Consegna:
Trascrivi senza modifiche il brano del testo sui rumori, partendo dalle parole "picture by Charlotte" e fermandoti dopo "sono rotte. Distrutte.".

Play.

picture by Charlotte Harcus

Ho messo le cuffie, ma non ho premuto play. Non voglio sentire altre parole. Ho già un casino di spezzoni di canzoni nella testa, che inizia a farmi male. Volevo sentirne alcune, ma ho pensato m’avrebbero fatta piangere, volevo ripiegare su delle altre, ma mi avrebbero fatta sorridere. E poichè non mi andava nè di piangere, nè di sorridere, è successo questo pasticcio. Si sono scontrate tutte mentre correvano verso la punta del giradischi e si sono rotte. Distrutte.
Non ho premuto play e ho chiuso gli occhi. Volevo provare lo stesso quella sensazione di chiudere il mondo fuori e sparire. Non provare più niente. Niente di niente. 

Accendo il phon e chiudo gli occhi mentre lo avvicino ai capelli bagnati. Quel rumore forte e costante riempie le orecchie e mi avvolge, i pensieri smettono di rincorrersi e vanno liberi ognuno per la propria strada. Ripesco gli auricolari ormai tutti annodati dalle profondità della mia borsa e cerco su Youtube rumore bianco. Mi perdo nelle frequenze d’onda che sembrano riempire l’apparente vuoto dello spazio cosmico e in quelle che emettono alcuni strumenti elettrici. Riempiono il mio silenzio. 

Insomma, da allora mi sono appassionata ai rumori. Quando posso cerco su Youtube video ASMR, che sta per risposta apicale sensoriale autonoma, o più semplicemente è quel formicolio che si sente dietro la schiena o la nuca in risposta a degli stimoli sensoriali, in questo caso dei suoni. Le persone che creano questi video usano qualsiasi oggetto per creare rumori ripetitivi e rassicuranti che inducono al rilassamento e aiutano a dormire. Così dalle mie cuffie sono iniziati ad uscire gorgoglii di acqua, rumori di spruzzi, ticchettii. I miei pensieri ci hanno preso gusto a provare strade nuove che si snodano dritte e parallele come se le onde sonore fossero denti di un pettine invisibile che li attraversa e li ordina. 

A furia di cercare sono arrivata a conoscere gli ambience. Sono dei video in cui viene simulato un vero e proprio contesto, con annessi suoni. Premo Play e mi ritrovo in una biblioteca antica, dove ascoltare il fruscio delle pagine sfogliate, il rumore dei passi delle persone che si aggirano tra gli scaffali e il crepitio proveniente da un camino acceso. In alcuni video viene introdotto anche il picchiettare delle gocce di pioggia sui vetri o i rimbombi di tuoni lontani. Esistono decine e decine di ambience: panetterie, sale da thè, uffici, boschi, luoghi fantastici, focolari domestici. Ognuno è corredato dei suoni tipici di quel tipo di ambiente. Mi affascina tantissimo restare lì in ascolto, ogni rumore è una scoperta, una carezza. Delicato e discreto. Non cerca in qualche modo di suscitarmi emozioni.

Dati grezzi:
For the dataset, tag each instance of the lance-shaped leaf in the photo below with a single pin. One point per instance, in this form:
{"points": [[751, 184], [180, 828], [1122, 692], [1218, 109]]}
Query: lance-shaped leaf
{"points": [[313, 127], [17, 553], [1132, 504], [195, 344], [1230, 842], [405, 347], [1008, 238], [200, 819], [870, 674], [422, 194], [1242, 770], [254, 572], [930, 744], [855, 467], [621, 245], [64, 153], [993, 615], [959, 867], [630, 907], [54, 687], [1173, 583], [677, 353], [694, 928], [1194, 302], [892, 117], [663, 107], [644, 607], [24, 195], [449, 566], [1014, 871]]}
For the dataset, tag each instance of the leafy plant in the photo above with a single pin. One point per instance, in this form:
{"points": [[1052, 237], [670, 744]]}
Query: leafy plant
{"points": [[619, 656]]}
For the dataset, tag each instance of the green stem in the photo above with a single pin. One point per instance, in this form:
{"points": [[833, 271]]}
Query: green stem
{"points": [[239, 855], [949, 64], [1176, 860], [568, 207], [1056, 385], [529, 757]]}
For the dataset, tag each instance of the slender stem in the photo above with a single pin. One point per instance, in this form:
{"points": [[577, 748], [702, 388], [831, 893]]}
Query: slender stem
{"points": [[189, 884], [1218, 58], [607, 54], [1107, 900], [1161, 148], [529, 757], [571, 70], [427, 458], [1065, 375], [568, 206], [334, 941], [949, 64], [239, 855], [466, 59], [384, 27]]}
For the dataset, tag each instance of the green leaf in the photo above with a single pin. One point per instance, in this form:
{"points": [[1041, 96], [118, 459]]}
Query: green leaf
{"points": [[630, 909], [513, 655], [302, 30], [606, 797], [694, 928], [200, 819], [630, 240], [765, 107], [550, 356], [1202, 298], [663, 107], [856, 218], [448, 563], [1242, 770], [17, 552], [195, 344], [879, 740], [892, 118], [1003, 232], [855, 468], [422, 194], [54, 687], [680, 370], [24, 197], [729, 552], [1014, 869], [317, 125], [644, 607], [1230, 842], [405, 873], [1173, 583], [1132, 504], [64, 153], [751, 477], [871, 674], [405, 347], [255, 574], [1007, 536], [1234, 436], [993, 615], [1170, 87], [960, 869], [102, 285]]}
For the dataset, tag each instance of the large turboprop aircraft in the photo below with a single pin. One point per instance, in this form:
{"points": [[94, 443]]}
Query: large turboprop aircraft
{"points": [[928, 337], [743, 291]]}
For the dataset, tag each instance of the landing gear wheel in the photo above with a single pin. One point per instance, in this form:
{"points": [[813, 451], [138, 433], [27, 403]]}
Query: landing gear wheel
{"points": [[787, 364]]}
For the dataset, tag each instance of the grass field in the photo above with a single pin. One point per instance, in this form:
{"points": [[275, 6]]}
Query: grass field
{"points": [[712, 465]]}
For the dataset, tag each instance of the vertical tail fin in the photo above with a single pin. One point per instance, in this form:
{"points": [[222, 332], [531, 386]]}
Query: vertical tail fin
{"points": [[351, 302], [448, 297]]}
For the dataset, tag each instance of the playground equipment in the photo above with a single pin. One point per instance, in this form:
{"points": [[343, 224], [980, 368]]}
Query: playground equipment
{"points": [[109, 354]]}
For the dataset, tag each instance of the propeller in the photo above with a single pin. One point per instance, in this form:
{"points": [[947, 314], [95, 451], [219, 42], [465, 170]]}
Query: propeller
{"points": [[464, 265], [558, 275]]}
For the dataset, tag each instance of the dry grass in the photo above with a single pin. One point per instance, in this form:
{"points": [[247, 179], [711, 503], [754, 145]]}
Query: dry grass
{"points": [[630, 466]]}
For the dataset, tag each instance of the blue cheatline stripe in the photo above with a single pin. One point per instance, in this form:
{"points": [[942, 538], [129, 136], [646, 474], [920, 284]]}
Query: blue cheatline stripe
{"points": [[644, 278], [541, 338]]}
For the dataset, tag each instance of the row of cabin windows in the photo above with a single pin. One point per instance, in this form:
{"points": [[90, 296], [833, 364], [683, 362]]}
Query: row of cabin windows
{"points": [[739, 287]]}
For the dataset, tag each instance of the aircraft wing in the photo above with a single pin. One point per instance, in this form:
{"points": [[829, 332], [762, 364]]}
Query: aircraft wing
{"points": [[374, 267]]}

Risposta:
picture by Charlotte Harcus

Ho messo le cuffie, ma non ho premuto play. Non voglio sentire altre parole. Ho già un casino di spezzoni di canzoni nella testa, che inizia a farmi male. Volevo sentirne alcune, ma ho pensato m’avrebbero fatta piangere, volevo ripiegare su delle altre, ma mi avrebbero fatta sorridere. E poichè non mi andava nè di piangere, nè di sorridere, è successo questo pasticcio. Si sono scontrate tutte mentre correvano verso la punta del giradischi e si sono rotte. Distrutte.